Extract provided start
In [1]:
!pip install transformers datasets scikit-learn




[notice] A new release of pip is available: 25.1.1 -> 25.2
[notice] To update, run: python.exe -m pip install --upgrade pip


In [5]:
import os
import torch
import torch.nn as nn
from transformers import AutoTokenizer, AutoModel, T5Tokenizer, T5ForConditionalGeneration
from torch.utils.data import Dataset, DataLoader
import evaluate

# ===== CONFIG =====
lnn_model_name = "nlpaueb/legal-bert-base-uncased"  # proxy for LNN
t5_model_name = "t5-small"
device = torch.device("cuda" if torch.cuda.is_available() else "cpu")
max_len_input = 512
max_len_output = 128
batch_size = 2
lnn_dim = 768
t5_dim = 512

# ===== DATASET =====
class LegalSummaryDataset(Dataset):
    def __init__(self, judgements, summaries, lnn_tokenizer, t5_tokenizer):
        self.judgements = judgements
        self.summaries = summaries
        self.lnn_tokenizer = lnn_tokenizer
        self.t5_tokenizer = t5_tokenizer

    def __len__(self):
        return len(self.judgements)

    def __getitem__(self, idx):
        # Tokenize for LNN (will be encoded in training loop)
        lnn_inputs = self.lnn_tokenizer(
            self.judgements[idx],
            return_tensors="pt",
            max_length=max_len_input,
            truncation=True,
            padding="max_length"
Extract provided end
Given entries start
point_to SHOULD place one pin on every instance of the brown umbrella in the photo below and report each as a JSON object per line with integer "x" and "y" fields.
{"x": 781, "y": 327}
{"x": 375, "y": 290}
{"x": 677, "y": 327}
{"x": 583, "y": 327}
Given entries end
Given entries start
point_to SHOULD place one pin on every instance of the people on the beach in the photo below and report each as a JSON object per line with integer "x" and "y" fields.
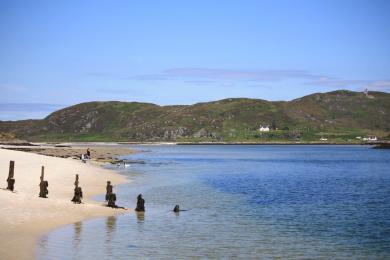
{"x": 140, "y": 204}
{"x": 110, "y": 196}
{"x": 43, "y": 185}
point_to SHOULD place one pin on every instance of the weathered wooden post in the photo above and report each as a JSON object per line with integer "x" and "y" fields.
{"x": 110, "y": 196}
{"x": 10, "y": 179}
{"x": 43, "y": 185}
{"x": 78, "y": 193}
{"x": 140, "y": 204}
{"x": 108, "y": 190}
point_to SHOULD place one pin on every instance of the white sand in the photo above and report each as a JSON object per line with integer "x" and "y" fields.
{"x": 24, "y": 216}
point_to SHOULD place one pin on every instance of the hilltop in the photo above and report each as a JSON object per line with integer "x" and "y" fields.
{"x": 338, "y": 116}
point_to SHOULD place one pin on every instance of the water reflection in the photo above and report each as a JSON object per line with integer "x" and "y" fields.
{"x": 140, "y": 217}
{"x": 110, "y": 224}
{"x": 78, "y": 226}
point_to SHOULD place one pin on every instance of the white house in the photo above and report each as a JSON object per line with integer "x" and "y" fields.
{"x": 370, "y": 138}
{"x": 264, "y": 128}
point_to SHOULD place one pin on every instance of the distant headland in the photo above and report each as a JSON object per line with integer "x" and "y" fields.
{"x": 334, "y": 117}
Given entries end
__Exercise instructions__:
• A. In the legal-summarization notebook code, what value is given to max_len_output in the config?
• B. Reproduce the legal-summarization notebook code between "# ===== DATASET" and "in training loop)", inclusive.
• C. Carry on writing the legal-summarization notebook code from the point where it stops.

__Responses per task__:
• A. 128

• B.
# ===== DATASET =====
class LegalSummaryDataset(Dataset):
    def __init__(self, judgements, summaries, lnn_tokenizer, t5_tokenizer):
        self.judgements = judgements
        self.summaries = summaries
        self.lnn_tokenizer = lnn_tokenizer
        self.t5_tokenizer = t5_tokenizer

    def __len__(self):
        return len(self.judgements)

    def __getitem__(self, idx):
        # Tokenize for LNN (will be encoded in training loop)

• C.
        )

        # Tokenize target for T5
        target_tokens = self.t5_tokenizer(
            self.summaries[idx],
            max_length=max_len_output,
            truncation=True,
            padding="max_length",
            return_tensors="pt"
        )

        return {
            "lnn_input_ids": lnn_inputs["input_ids"].squeeze(),
            "lnn_attention_mask": lnn_inputs["attention_mask"].squeeze(),
            "labels": target_tokens["input_ids"].squeeze(),
            "decoder_attention_mask": target_tokens["attention_mask"].squeeze()
        }

# ===== LOAD DATA =====
def load_data(judgement_dir, summary_dir):
    judgements, summaries = [], []
    for fname in os.listdir(judgement_dir):
        with open(os.path.join(judgement_dir, fname), "r", encoding="utf-8") as jf, \
             open(os.path.join(summary_dir, fname), "r", encoding="utf-8") as sf:
            judgements.append(jf.read())
            summaries.append(sf.read())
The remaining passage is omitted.